== Textabschnitt

Rund vier Wochen sind es bei Drucklegung dieser Ausgabe noch bis zum Eröffnungsspiel der Europameisterschaft. Wenn Italien am 11. Juni um 21 Uhr gegen die Türkei antritt, werden im Olimpico voraussichtlich 16.000 Zuschauer dabei sein. Als die Roma Anfang Mai am selben Ort im Halbfinale der Europa League gegen Manchester United um den Aufstieg kämpfte, musste sie das ohne ihre Fans tun. Ebenso wie Ajax und der FC Bayern ihre Meistertitel in den EM-Spielorten Amsterdam und München vor leeren Rängen feierten.
Dass für das größte Sportereignis Europas plötzlich geht, was lange unmöglich war, ist umstritten. Wieso garantieren Städte und Regierungen der UEFA Wochen im Voraus eine Auslastung der Stadien von 25, 50 oder gar 100 Prozent, während Ausgangsbeschränkungen herrschen, das Personal auf Intensivstationen am Limit ist und Kinder nicht in die Schule gehen dürfen – vom Fußballspielen ganz zu schweigen? Das ist für viele, egal ob sie dem Fußball nahestehen oder nicht, schwer zu verstehen. Für manche Fans von Klubmannschaften, denen die EM keine Herzensangelegenheit ist und die seit mehr als einem Jahr auf ihren Stadionbesuch verzichten müssen, ist es schlicht Doppelmoral.

====

▸ Material erkunden
1. Übertrage diesen Satz aus dem Textabschnitt ins Englische: „Das ist für viele, egal ob sie dem Fußball nahestehen oder nicht, schwer zu verstehen.“
2. Gib aus dem Textabschnitt wortwörtlich die Stelle wieder, die mit den Worten „Dass für das“ anfängt und mit „es schlicht Doppelmoral.“ aufhört.

== Entnommenes Material

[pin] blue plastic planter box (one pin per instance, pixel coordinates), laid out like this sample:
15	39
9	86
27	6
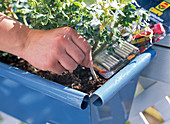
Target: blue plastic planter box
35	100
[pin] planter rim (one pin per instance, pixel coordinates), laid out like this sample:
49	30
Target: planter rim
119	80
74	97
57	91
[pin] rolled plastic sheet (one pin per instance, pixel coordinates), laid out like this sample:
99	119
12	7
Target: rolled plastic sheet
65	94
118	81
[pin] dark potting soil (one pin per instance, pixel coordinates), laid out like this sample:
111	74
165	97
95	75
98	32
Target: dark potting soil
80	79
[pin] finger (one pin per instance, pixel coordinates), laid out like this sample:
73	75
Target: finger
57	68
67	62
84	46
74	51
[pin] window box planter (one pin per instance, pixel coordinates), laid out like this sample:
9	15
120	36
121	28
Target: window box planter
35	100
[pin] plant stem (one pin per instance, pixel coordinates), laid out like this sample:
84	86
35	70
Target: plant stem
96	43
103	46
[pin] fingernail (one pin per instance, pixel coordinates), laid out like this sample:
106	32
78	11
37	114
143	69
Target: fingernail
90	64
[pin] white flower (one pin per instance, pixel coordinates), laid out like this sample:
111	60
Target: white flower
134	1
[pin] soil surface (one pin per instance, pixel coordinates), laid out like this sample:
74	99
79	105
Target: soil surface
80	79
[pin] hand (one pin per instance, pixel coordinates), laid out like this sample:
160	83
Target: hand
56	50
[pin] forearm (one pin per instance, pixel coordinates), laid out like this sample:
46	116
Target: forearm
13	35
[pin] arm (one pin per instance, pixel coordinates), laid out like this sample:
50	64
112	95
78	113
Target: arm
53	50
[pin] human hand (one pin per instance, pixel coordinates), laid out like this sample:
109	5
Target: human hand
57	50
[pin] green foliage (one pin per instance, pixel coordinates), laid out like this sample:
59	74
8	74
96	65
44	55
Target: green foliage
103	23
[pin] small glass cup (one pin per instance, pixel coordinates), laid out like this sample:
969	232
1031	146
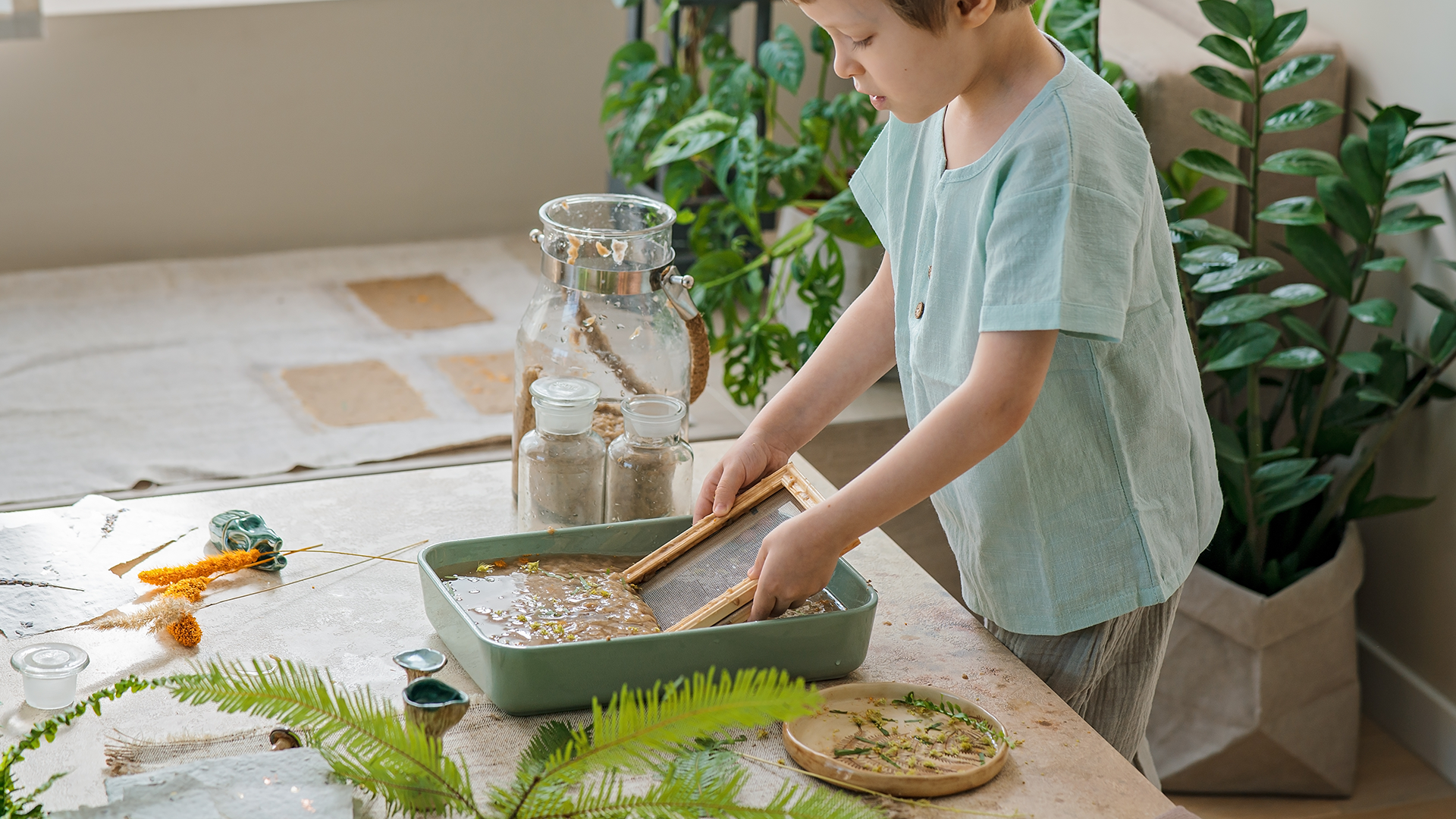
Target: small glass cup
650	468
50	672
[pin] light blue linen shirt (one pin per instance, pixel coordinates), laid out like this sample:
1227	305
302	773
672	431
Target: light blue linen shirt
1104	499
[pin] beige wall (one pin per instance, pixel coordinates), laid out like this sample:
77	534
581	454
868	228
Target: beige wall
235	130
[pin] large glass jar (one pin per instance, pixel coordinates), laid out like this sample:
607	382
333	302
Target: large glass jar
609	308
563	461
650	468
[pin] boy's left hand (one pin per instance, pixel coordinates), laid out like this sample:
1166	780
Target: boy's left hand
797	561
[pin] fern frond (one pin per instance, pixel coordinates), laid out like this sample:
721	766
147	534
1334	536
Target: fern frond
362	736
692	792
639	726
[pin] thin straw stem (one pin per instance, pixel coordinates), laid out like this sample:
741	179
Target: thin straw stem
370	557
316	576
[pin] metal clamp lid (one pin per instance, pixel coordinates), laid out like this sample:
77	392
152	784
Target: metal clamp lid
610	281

====

▸ Antworten je Aufgabe
1. For many people, whether or not they are close to soccer, this is hard to understand.

2.
Dass für das größte Sportereignis Europas plötzlich geht, was lange unmöglich war, ist umstritten. Wieso garantieren Städte und Regierungen der UEFA Wochen im Voraus eine Auslastung der Stadien von 25, 50 oder gar 100 Prozent, während Ausgangsbeschränkungen herrschen, das Personal auf Intensivstationen am Limit ist und Kinder nicht in die Schule gehen dürfen – vom Fußballspielen ganz zu schweigen? Das ist für viele, egal ob sie dem Fußball nahestehen oder nicht, schwer zu verstehen. Für manche Fans von Klubmannschaften, denen die EM keine Herzensangelegenheit ist und die seit mehr als einem Jahr auf ihren Stadionbesuch verzichten müssen, ist es schlicht Doppelmoral.